**GIVEN INSTRUCTION**: Can you recast every line of the records below as a Markdown table with the columns "No." and "Entry", giving each line a row number and leaving out any blank lines?
== DATA EXTRACT ==
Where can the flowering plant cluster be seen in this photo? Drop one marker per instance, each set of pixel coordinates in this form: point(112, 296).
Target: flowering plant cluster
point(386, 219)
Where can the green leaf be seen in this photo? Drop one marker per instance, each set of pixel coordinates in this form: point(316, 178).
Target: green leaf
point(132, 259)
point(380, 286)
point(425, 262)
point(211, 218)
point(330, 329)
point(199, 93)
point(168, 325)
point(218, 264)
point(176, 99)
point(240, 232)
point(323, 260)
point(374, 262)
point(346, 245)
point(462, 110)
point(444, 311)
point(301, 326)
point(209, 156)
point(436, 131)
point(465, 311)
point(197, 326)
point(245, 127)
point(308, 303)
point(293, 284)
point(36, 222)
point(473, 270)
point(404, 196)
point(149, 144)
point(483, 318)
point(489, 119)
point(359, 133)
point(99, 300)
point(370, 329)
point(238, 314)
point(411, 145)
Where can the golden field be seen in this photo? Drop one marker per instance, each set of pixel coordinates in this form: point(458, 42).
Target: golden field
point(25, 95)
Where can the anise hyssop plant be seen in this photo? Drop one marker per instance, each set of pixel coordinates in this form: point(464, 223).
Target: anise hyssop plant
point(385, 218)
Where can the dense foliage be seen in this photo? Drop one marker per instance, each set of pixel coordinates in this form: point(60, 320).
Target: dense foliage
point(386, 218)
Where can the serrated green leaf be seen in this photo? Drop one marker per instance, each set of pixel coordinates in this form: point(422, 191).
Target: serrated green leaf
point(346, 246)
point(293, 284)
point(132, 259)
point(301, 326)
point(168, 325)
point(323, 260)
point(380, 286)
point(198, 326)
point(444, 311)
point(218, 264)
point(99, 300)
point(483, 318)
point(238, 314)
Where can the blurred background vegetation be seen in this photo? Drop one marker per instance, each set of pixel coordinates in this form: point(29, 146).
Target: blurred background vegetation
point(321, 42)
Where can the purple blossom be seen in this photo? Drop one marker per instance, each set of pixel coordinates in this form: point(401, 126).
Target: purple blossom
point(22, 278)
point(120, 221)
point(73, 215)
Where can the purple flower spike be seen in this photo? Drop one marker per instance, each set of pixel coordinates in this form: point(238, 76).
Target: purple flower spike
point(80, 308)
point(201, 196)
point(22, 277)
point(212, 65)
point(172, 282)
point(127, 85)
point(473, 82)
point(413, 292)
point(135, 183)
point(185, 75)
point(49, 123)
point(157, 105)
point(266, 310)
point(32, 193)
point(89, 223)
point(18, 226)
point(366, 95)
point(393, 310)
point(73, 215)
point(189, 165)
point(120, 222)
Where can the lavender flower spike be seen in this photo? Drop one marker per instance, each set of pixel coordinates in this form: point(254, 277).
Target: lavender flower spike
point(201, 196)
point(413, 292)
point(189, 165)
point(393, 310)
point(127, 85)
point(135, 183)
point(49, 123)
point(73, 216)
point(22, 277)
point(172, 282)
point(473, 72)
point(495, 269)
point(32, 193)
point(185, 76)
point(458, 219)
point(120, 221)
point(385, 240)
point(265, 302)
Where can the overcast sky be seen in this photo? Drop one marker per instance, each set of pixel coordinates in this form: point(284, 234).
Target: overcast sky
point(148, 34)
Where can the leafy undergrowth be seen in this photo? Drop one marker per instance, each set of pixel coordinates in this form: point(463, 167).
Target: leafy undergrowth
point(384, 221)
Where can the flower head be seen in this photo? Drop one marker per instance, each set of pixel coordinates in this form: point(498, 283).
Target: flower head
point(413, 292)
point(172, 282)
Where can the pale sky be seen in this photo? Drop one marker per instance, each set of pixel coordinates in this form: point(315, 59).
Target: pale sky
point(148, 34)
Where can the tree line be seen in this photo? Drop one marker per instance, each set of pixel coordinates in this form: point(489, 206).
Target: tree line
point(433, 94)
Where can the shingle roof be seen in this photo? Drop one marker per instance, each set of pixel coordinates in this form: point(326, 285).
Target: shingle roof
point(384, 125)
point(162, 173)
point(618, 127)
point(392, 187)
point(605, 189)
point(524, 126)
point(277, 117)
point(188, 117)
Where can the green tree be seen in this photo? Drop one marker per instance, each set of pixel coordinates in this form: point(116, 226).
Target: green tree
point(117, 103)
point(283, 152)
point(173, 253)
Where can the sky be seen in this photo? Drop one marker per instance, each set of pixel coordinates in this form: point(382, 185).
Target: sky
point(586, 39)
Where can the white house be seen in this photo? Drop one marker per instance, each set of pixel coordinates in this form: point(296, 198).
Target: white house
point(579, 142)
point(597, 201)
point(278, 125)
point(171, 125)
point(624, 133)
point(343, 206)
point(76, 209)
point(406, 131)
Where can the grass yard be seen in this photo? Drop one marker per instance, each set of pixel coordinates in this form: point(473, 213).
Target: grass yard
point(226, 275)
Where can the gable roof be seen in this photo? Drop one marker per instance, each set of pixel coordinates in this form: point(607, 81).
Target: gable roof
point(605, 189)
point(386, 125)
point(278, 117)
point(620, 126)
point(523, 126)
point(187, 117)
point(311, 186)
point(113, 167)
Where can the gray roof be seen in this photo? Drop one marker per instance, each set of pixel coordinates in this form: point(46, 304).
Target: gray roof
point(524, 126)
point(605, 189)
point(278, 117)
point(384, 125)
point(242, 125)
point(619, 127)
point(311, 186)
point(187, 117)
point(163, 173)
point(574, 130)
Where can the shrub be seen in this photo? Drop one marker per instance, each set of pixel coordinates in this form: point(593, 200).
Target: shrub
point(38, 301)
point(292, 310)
===
**EXPECTED ANSWER**:
| No. | Entry |
|---|---|
| 1 | Where can the flowering plant cluster be seen in this photo? Drop one marker per instance, each set of pixel coordinates in this form: point(112, 296). |
| 2 | Target: flowering plant cluster |
| 3 | point(386, 219) |
| 4 | Where can the green leaf be seen in this photo? Drop one marker per instance, each set of pixel coordinates in this form: point(316, 178). |
| 5 | Target: green leaf |
| 6 | point(132, 259) |
| 7 | point(380, 286) |
| 8 | point(425, 262) |
| 9 | point(211, 218) |
| 10 | point(330, 329) |
| 11 | point(199, 93) |
| 12 | point(168, 325) |
| 13 | point(218, 264) |
| 14 | point(176, 99) |
| 15 | point(240, 232) |
| 16 | point(323, 260) |
| 17 | point(374, 262) |
| 18 | point(346, 245) |
| 19 | point(462, 110) |
| 20 | point(444, 311) |
| 21 | point(301, 326) |
| 22 | point(209, 156) |
| 23 | point(436, 131) |
| 24 | point(465, 311) |
| 25 | point(197, 326) |
| 26 | point(245, 127) |
| 27 | point(308, 303) |
| 28 | point(293, 284) |
| 29 | point(36, 222) |
| 30 | point(473, 270) |
| 31 | point(404, 196) |
| 32 | point(149, 144) |
| 33 | point(483, 318) |
| 34 | point(489, 119) |
| 35 | point(359, 133) |
| 36 | point(99, 300) |
| 37 | point(370, 329) |
| 38 | point(238, 314) |
| 39 | point(411, 145) |
| 40 | Where can the golden field be seen in this photo? Drop one marker per instance, each set of pixel coordinates in this form: point(458, 42). |
| 41 | Target: golden field |
| 42 | point(25, 95) |
| 43 | Where can the anise hyssop plant be seen in this photo? Drop one marker per instance, each set of pixel coordinates in this form: point(464, 223). |
| 44 | Target: anise hyssop plant |
| 45 | point(385, 218) |
| 46 | Where can the dense foliage be seen in this photo? Drop one marker per instance, each set of pixel coordinates in this form: point(60, 320). |
| 47 | Target: dense foliage |
| 48 | point(386, 218) |
| 49 | Where can the serrated green leaf be seen in this photo? Drop one marker per instance, each set of pixel coordinates in this form: point(422, 191). |
| 50 | Target: serrated green leaf |
| 51 | point(346, 246) |
| 52 | point(293, 284) |
| 53 | point(132, 259) |
| 54 | point(301, 326) |
| 55 | point(168, 325) |
| 56 | point(323, 260) |
| 57 | point(380, 286) |
| 58 | point(198, 326) |
| 59 | point(444, 311) |
| 60 | point(218, 264) |
| 61 | point(99, 300) |
| 62 | point(483, 318) |
| 63 | point(238, 314) |
| 64 | Where can the blurred background vegetation be seen in this photo? Drop one marker per instance, each set of pixel coordinates in this form: point(29, 146). |
| 65 | Target: blurred background vegetation |
| 66 | point(321, 42) |
| 67 | Where can the purple blossom be seen in this photo? Drop one marker per instance, each set of pixel coordinates in this form: point(401, 126). |
| 68 | Target: purple blossom |
| 69 | point(22, 278) |
| 70 | point(120, 221) |
| 71 | point(73, 215) |
| 72 | Where can the purple flower spike be seen in this photo? Drop one marker per instance, each set of pixel coordinates in this form: point(238, 76). |
| 73 | Target: purple flower spike |
| 74 | point(80, 308) |
| 75 | point(201, 196) |
| 76 | point(22, 277) |
| 77 | point(212, 65) |
| 78 | point(172, 282) |
| 79 | point(127, 85) |
| 80 | point(473, 82) |
| 81 | point(413, 292) |
| 82 | point(135, 183) |
| 83 | point(185, 75) |
| 84 | point(49, 123) |
| 85 | point(157, 105) |
| 86 | point(266, 310) |
| 87 | point(32, 193) |
| 88 | point(89, 223) |
| 89 | point(18, 226) |
| 90 | point(366, 95) |
| 91 | point(393, 310) |
| 92 | point(73, 215) |
| 93 | point(189, 165) |
| 94 | point(120, 222) |
| 95 | Where can the lavender flower spike be seen in this photo? Drop one marker per instance, each set of pixel coordinates in this form: point(254, 277). |
| 96 | Target: lavender flower spike |
| 97 | point(201, 196) |
| 98 | point(413, 292) |
| 99 | point(189, 165) |
| 100 | point(393, 310) |
| 101 | point(127, 85) |
| 102 | point(135, 183) |
| 103 | point(49, 123) |
| 104 | point(73, 216) |
| 105 | point(22, 277) |
| 106 | point(172, 282) |
| 107 | point(473, 72) |
| 108 | point(495, 269) |
| 109 | point(32, 193) |
| 110 | point(185, 76) |
| 111 | point(458, 219) |
| 112 | point(120, 221) |
| 113 | point(385, 240) |
| 114 | point(265, 302) |
| 115 | Where can the overcast sky be seen in this photo? Drop one marker per instance, each set of pixel coordinates in this form: point(284, 234). |
| 116 | Target: overcast sky |
| 117 | point(148, 34) |
| 118 | Where can the leafy undergrowth be seen in this photo? Drop one marker per instance, each set of pixel coordinates in this form: point(463, 167). |
| 119 | Target: leafy undergrowth |
| 120 | point(384, 221) |
| 121 | Where can the flower head be seen in this photo? Drop one marker per instance, each set of pixel coordinates in this form: point(498, 283). |
| 122 | Target: flower head |
| 123 | point(413, 292) |
| 124 | point(172, 282) |
| 125 | Where can the pale sky be seen in this photo? Drop one marker per instance, each set of pixel coordinates in this form: point(315, 59). |
| 126 | Target: pale sky |
| 127 | point(148, 34) |
| 128 | Where can the tree line be seen in this photo? Drop one marker per instance, each set of pixel coordinates in this form: point(489, 206). |
| 129 | Target: tree line |
| 130 | point(433, 94) |
| 131 | Where can the shingle roof be seen in this photo? Drop one marker per instance, each set of pixel coordinates in this form: point(326, 285). |
| 132 | Target: shingle roof |
| 133 | point(384, 125) |
| 134 | point(162, 173) |
| 135 | point(618, 127) |
| 136 | point(392, 187) |
| 137 | point(605, 189) |
| 138 | point(524, 126) |
| 139 | point(277, 117) |
| 140 | point(188, 117) |
| 141 | Where can the green tree be seen in this photo? Drop one marker per instance, each set of pixel coordinates in this form: point(116, 226). |
| 142 | Target: green tree |
| 143 | point(117, 103) |
| 144 | point(283, 152) |
| 145 | point(173, 253) |
| 146 | Where can the sky be seen in this photo? Drop one marker per instance, each set of pixel coordinates in this form: point(382, 185). |
| 147 | Target: sky |
| 148 | point(586, 39) |
| 149 | Where can the white house be seen in this photo? Drop one marker per instance, each set of pixel coordinates in this form: point(296, 198). |
| 150 | Target: white house |
| 151 | point(579, 142) |
| 152 | point(597, 201) |
| 153 | point(278, 125) |
| 154 | point(171, 125) |
| 155 | point(624, 133) |
| 156 | point(343, 206) |
| 157 | point(76, 209) |
| 158 | point(406, 131) |
| 159 | Where can the grass yard be seen in this photo? Drop one marker per instance, each set of pixel coordinates in this form: point(473, 213). |
| 160 | Target: grass yard |
| 161 | point(226, 275) |
| 162 | Where can the gable roof be seen in this photo? Drop one marker per instance, each set of pixel coordinates in this form: point(607, 81). |
| 163 | Target: gable roof |
| 164 | point(605, 189) |
| 165 | point(386, 125) |
| 166 | point(278, 117) |
| 167 | point(620, 126) |
| 168 | point(523, 126) |
| 169 | point(187, 117) |
| 170 | point(311, 186) |
| 171 | point(113, 167) |
| 172 | Where can the gray roof be seen in this photo? Drop one marker per instance, each set of pixel coordinates in this form: point(46, 304). |
| 173 | Target: gray roof |
| 174 | point(524, 126) |
| 175 | point(605, 189) |
| 176 | point(278, 117) |
| 177 | point(384, 125) |
| 178 | point(242, 125) |
| 179 | point(619, 127) |
| 180 | point(311, 186) |
| 181 | point(187, 117) |
| 182 | point(163, 173) |
| 183 | point(574, 130) |
| 184 | Where can the shrub be seen in this photo? Drop one marker per instance, each set of pixel coordinates in this form: point(593, 200). |
| 185 | Target: shrub |
| 186 | point(38, 301) |
| 187 | point(292, 310) |